PROBLEM REQUIREMENTS> Please resume the article below on the Chicago Wind table tennis team, continuing past its last sentence.

EXERCISE TEXT>
........
Chicago Wind
- Sport: Table tennis
- Founded: 2023
- League: Major League Table Tennis (MLTT)
- Division: West Division
- Based in: Chicago, Illinois
- Arena: Compass Arena (Willowbrook, IL); Energy VBC (Bensenville, IL)
- Colors: Navy blue, sky blue, and white
- Owner: James Bowman
- Head coach: Eric Owens
- Captain: Robert Gardos
- Website: www.mltt.com/mltt-team/chicago-wind

= Chicago Wind (table tennis) =

American table tennis team

The Chicago Wind are a professional table tennis franchise competing in Major League Table Tennis (MLTT), the first professional table tennis league in the United States. Based in the Chicago metropolitan area, the Wind are one of the league's founding franchises. After a challenging inaugural season in 2023–24, the Wind improved dramatically in Season 2, finishing second in the East Division and qualifying for the postseason playoffs for the first time.

== History ==

=== Founding and season 1 (2023–24) ===
The Chicago Wind was established in 2023 as one of the original eight franchises of Major League Table Tennis (MLTT). The league was founded by entrepreneur Flint Lane, with the inaugural season beginning in Daytona Beach on September 15, 2023, following the league's national debut on ESPN’s "The Ocho" on September 8, 2023.
........
EXCERPTED DATA>

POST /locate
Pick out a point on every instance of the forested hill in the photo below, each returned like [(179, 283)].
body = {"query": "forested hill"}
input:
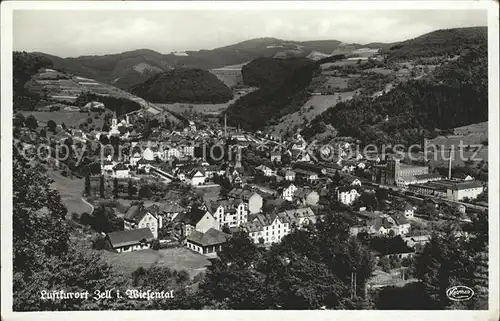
[(445, 42), (454, 95), (183, 85), (269, 72), (283, 90)]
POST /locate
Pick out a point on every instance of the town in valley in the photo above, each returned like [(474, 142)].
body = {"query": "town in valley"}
[(268, 174)]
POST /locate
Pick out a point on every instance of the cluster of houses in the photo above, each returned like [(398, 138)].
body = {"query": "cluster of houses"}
[(379, 223), (205, 228)]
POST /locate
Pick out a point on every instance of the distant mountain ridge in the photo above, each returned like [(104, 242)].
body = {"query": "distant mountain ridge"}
[(183, 85), (121, 70)]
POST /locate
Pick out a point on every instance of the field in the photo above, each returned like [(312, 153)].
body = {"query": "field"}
[(175, 258), (473, 135), (69, 118), (336, 82), (71, 191), (312, 108)]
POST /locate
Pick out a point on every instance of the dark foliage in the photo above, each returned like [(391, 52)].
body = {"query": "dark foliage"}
[(119, 105), (269, 72), (183, 85), (447, 42)]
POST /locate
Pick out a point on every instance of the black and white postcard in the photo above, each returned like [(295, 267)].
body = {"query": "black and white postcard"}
[(262, 160)]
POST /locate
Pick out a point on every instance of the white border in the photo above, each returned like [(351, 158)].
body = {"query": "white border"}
[(6, 156)]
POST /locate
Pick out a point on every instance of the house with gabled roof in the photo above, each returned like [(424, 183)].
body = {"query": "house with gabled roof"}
[(408, 210), (401, 225), (347, 194), (167, 210), (232, 212), (196, 177), (306, 196), (265, 170), (253, 199), (208, 243), (267, 229), (287, 193), (196, 220), (286, 174), (129, 240), (299, 217), (121, 171)]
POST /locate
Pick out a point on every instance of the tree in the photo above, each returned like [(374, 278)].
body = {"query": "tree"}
[(105, 220), (87, 184), (442, 264), (115, 187), (130, 189), (145, 191), (19, 120), (101, 186), (31, 122), (52, 126)]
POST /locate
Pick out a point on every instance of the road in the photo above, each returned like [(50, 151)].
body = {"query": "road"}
[(91, 206)]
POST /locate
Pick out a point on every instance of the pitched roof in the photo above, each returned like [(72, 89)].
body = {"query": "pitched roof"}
[(242, 193), (135, 213), (130, 237), (210, 237), (171, 207), (303, 192), (193, 217)]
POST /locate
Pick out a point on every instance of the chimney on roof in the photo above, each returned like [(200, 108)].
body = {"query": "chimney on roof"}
[(449, 163), (225, 125)]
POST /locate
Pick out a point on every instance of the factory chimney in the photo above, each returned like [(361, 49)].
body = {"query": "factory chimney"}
[(449, 163)]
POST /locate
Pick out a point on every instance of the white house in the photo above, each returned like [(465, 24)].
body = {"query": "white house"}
[(196, 177), (267, 229), (266, 170), (196, 220), (288, 192), (134, 159), (408, 211), (148, 154), (356, 182), (173, 152), (138, 217), (232, 213), (121, 171), (129, 240), (347, 195)]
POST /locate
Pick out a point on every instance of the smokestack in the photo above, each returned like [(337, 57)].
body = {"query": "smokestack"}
[(449, 163), (225, 125)]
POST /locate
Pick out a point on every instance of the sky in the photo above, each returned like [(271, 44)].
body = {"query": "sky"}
[(76, 33)]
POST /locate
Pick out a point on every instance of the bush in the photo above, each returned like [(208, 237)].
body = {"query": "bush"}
[(99, 243), (155, 245)]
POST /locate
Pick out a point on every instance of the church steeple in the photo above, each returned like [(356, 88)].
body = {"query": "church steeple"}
[(114, 121)]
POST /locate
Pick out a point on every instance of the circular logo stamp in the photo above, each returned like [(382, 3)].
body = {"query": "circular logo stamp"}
[(460, 293)]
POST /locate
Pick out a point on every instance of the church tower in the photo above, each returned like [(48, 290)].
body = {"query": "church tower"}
[(114, 121)]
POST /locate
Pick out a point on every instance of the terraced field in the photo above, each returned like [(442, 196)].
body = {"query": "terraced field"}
[(312, 108)]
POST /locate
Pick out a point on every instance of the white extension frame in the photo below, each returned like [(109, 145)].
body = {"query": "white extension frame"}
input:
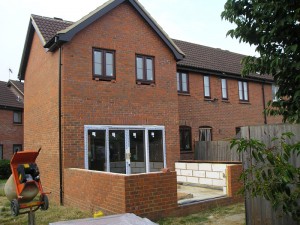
........
TASK ANSWER>
Ownership of the Wind was awarded to James Bowman, a long-time entrepreneur and co-founder and Chairman of the Board of Velosio. Chicago was initially placed in the East Division for Season 1, where they finished with an 8–14 record and 207 points, placing fourth and missing the playoffs.

=== Season 2 (2024–25) ===
Season 2 represented a major turnaround for the franchise. The Wind posted an 11–7 record and accumulated 203 points, finishing second in the East Division. The season was highlighted by the performance of Mo Zhang, who was named the Season 2 Female MVP.

In the 2024–25 playoffs, the Wind fell to the Carolina Gold Rush and the Texas Smash, ultimately finishing fourth overall in the postseason.

=== Season 3 (2025–26) ===
For Season 3, the Wind were realigned to the West Division as part of the league's expansion to 10 teams. The team retained core players like Robert Gardos and Emmanuel Lebesson, the latter of whom has continued as a top-five power-rated player in the league.

==Team identity==
The Chicago Wind’s name pays homage to Chicago’s "Windy City" moniker.

== Season records ==

record

Chicago Wind Season Records
| Season | W–L | Points | Division Finish | Playoffs |
|---|---|---|---|---|
| 2023–24 (Season 1) | 8–14 | 207 | 4th, East | Did not qualify |
| 2024–25 (Season 2) | 11–7 | 203 | 2nd, East | 4th Place |
| 2025–26 (Season 3) | 13–5 | 227 | 1st, West | 3rd Place |

== Roster ==

The Chicago Wind roster features an internationally diverse group of professional table tennis players. MLTT rosters include both male and female competitors who play singles, doubles, and the signature Golden Game format.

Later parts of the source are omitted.